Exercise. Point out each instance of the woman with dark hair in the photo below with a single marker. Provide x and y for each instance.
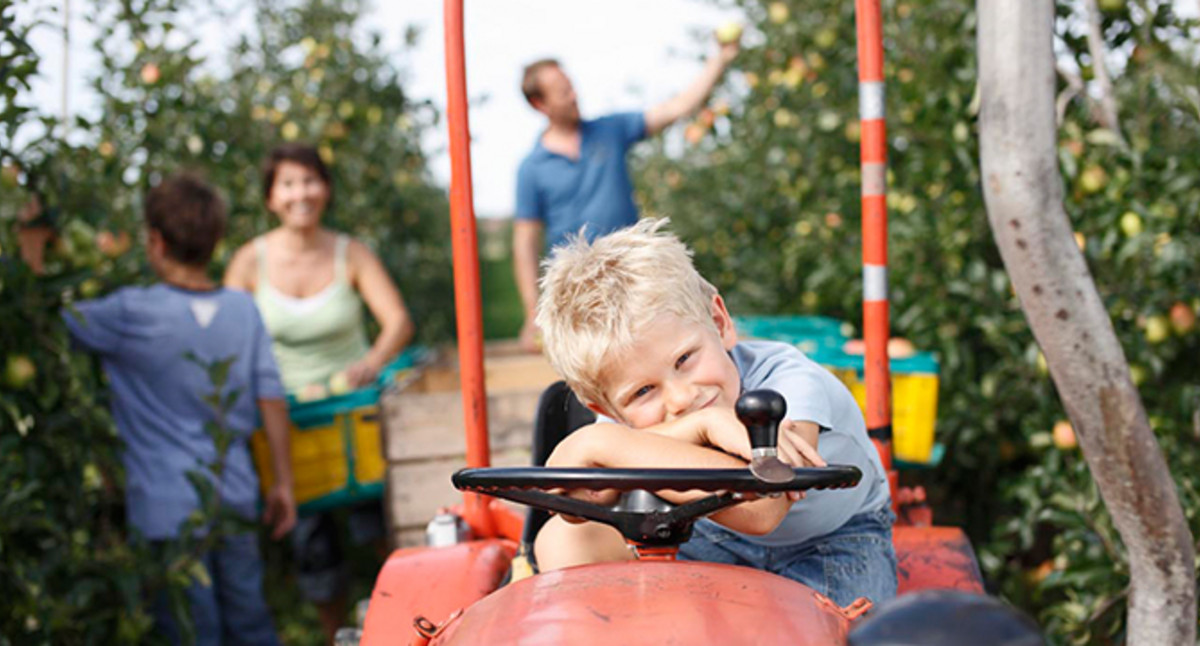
(310, 285)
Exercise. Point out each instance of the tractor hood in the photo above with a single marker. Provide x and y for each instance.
(651, 603)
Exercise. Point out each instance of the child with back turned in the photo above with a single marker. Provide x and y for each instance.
(646, 342)
(151, 341)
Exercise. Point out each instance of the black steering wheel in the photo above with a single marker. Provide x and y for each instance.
(645, 519)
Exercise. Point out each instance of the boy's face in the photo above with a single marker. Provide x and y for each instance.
(673, 369)
(299, 195)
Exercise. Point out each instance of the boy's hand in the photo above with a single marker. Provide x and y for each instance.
(281, 510)
(720, 428)
(797, 443)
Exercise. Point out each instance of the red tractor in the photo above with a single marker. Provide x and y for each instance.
(457, 593)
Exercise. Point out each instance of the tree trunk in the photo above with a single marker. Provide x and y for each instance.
(1023, 192)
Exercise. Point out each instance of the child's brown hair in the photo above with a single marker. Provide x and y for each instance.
(190, 216)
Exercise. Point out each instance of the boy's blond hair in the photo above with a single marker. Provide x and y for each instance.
(598, 297)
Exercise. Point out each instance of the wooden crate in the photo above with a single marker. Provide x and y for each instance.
(424, 436)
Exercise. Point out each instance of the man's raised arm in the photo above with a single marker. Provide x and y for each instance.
(694, 96)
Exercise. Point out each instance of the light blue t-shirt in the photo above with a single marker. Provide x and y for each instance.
(142, 335)
(594, 190)
(814, 394)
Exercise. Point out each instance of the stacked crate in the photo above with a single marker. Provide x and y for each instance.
(424, 436)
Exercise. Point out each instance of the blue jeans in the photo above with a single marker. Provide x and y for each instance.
(856, 560)
(233, 609)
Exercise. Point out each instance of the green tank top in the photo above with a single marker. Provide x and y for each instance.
(313, 336)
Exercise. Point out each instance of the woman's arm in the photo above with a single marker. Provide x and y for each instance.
(240, 273)
(378, 291)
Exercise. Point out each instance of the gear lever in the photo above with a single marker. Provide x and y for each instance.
(761, 412)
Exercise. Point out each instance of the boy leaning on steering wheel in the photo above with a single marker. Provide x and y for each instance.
(646, 342)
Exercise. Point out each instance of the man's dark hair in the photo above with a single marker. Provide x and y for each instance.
(529, 84)
(303, 154)
(189, 215)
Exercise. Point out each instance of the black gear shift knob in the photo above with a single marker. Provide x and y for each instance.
(761, 412)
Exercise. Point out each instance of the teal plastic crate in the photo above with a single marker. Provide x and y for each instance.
(336, 444)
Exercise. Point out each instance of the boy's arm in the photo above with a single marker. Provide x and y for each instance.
(798, 443)
(669, 446)
(281, 506)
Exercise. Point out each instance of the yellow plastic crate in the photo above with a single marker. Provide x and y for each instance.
(913, 411)
(336, 450)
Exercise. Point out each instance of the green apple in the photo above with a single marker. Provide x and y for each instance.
(778, 12)
(1092, 179)
(1131, 223)
(19, 370)
(150, 73)
(729, 33)
(1157, 329)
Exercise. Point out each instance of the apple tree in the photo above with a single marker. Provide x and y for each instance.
(765, 186)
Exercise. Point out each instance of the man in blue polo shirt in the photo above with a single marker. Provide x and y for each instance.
(575, 178)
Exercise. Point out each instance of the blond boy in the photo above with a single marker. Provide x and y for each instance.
(646, 342)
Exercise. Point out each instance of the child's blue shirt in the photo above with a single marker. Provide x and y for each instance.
(143, 336)
(814, 394)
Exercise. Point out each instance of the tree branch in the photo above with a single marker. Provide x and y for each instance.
(1023, 193)
(1074, 87)
(1099, 53)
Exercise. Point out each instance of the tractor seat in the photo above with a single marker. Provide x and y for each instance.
(559, 413)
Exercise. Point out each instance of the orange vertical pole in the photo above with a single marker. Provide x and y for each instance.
(875, 225)
(466, 264)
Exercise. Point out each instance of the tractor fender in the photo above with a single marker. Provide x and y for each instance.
(431, 584)
(935, 558)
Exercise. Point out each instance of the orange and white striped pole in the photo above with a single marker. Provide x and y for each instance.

_ _ _ _ _

# [JOB]
Give every line of the data above as a Markdown table with the columns Row and Line, numbering the rows in order and leaving out blank lines. Leave the pictures out of the table.

# [OUTPUT]
| Row | Line |
|---|---|
| 1 | Exercise. Point out each instance of the woman with dark hair in the photo below with a single marker. Provide x and y for each instance. |
| 2 | (310, 285) |
| 3 | Exercise. Point out each instance of the tractor hood in the photo above with a single marker. Provide x and y for each instance. |
| 4 | (651, 603) |
| 5 | Exercise. Point out each instance of the child with back turned in the photo above with a single marker. Provide x and y for each instance. |
| 6 | (646, 342) |
| 7 | (151, 341) |
| 8 | Exercise. Point out each instance of the black steering wheel in the photo above with a single marker. Provide x and y for each instance. |
| 9 | (645, 519) |
| 10 | Exercise. Point out each instance of the boy's face in the photo above with a single marker. Provide x and y for each instance. |
| 11 | (673, 369) |
| 12 | (299, 195) |
| 13 | Exercise. Point out each instance of the boy's hand in the photo above with a single marker. Provide x and y for each instance. |
| 14 | (281, 510) |
| 15 | (720, 428) |
| 16 | (797, 443) |
| 17 | Exercise. Point out each instance of the red tractor in the photo above with a single marker. Provide x and y for each instance. |
| 18 | (457, 593) |
| 19 | Exercise. Point out each instance of the tree trunk in the photo above with a single marker. Provide x and y for each instance. |
| 20 | (1023, 192) |
| 21 | Exercise. Point out each instance of the child's brown hair in the photo above with a single marker. Provide x and y for each instance. |
| 22 | (190, 216) |
| 23 | Exercise. Point out each instance of the boy's blond hair in the photo above with a single marker. Provide x and y for each instance. |
| 24 | (598, 297) |
| 25 | Exercise. Point out each instance of the wooden crate in the photo above with a single marker. Provide x and y for each instance. |
| 26 | (424, 436) |
| 27 | Exercise. Point out each instance of the man's raised arm in the photo above with a single marker. Provide x and y for each instance. |
| 28 | (694, 96) |
| 29 | Exercise. Point out each instance of the light blue t-shirt in the photo above with a single marker. Provide x and y for each instance. |
| 30 | (142, 335) |
| 31 | (594, 190) |
| 32 | (814, 394) |
| 33 | Exercise. Point out each instance of the stacked crate in the photo above with a single marker. Provide x and y for each instance. |
| 34 | (424, 436) |
| 35 | Exercise. Point out each instance of the blue jeans in the photo above with a single marker. Provide x and y for each instance. |
| 36 | (856, 560) |
| 37 | (233, 609) |
| 38 | Exercise. Point out each instance of the green tank top in the photo above with a single marker. Provide x and y for each instance. |
| 39 | (313, 336) |
| 40 | Exercise. Point out each instance of the woman's arm in the photo above with a single marker. Provide x and y for each instance. |
| 41 | (240, 273) |
| 42 | (378, 291) |
| 43 | Exercise. Point out each instance of the gear lever in the photo above with a single marker. Provide x and y for each instance. |
| 44 | (761, 412) |
| 45 | Exercise. Point out each instance of the boy leaning on steering wheel in the photo above with a single marker. Provide x and y for each instance. |
| 46 | (646, 342) |
| 47 | Exercise. Point out each instance of the man's dark hair in the photo above with a single marker. Provide x and y for each instance. |
| 48 | (529, 84) |
| 49 | (303, 154) |
| 50 | (189, 215) |
| 51 | Exercise. Point out each instance of the black gear shift knob in the photo above with a single marker. Provide x and y for each instance. |
| 52 | (761, 412) |
| 53 | Exercise. Point out each instance of the teal plastic crate in the photo above with a single marker. Provide x and y for each instance. |
| 54 | (336, 444) |
| 55 | Exercise. Point out each instance of the boy's arm in the photo above with a single marker. Provide x and y for each instance. |
| 56 | (798, 443) |
| 57 | (669, 446) |
| 58 | (281, 506) |
| 59 | Exercise. Point out each instance of the yellow plastic crate in the photo above with a single marker. Provide x and y for each instance. |
| 60 | (913, 411) |
| 61 | (336, 450) |
| 62 | Exercise. Point out each instance of the green apple in the photo above with a single marker. Provide x and y for each instance. |
| 63 | (778, 12) |
| 64 | (1092, 179) |
| 65 | (1131, 223) |
| 66 | (19, 370) |
| 67 | (150, 73) |
| 68 | (729, 33) |
| 69 | (1157, 329) |
| 70 | Exercise. Point out each instance of the apple tree in the photo above with a single marker. Provide x and y for each instance. |
| 71 | (765, 186) |
| 72 | Exercise. Point out each instance of the man in blue polo shirt in the photo above with a single marker. Provide x and y for each instance. |
| 73 | (575, 178) |
| 74 | Exercise. Point out each instance of the blond boy in the photo above with a single marker. Provide x and y for each instance. |
| 75 | (646, 342) |
| 76 | Exercise. Point out each instance of the child's blue shirt in the photo above with a single marker. Provide x and y for each instance. |
| 77 | (143, 336) |
| 78 | (814, 394) |
| 79 | Exercise. Point out each instance of the tree branch in the photo above with a single marker. Provide x and y for each instance. |
| 80 | (1023, 193) |
| 81 | (1074, 87) |
| 82 | (1099, 53) |
| 83 | Exercise. Point out each instance of the tractor seat in the photo above with a single marker. Provide x and y for each instance. |
| 84 | (559, 413) |
| 85 | Exercise. Point out each instance of the orange vertical pole in the photo above with a single marker. Provide x and y for each instance. |
| 86 | (875, 225) |
| 87 | (466, 264) |
| 88 | Exercise. Point out each instance of the tractor fender in the photo above with a single marker. Provide x and y for each instance. |
| 89 | (431, 584) |
| 90 | (935, 558) |
| 91 | Exercise. Point out each instance of the orange and white striped pole in the photo above with a single marker. Provide x and y for each instance. |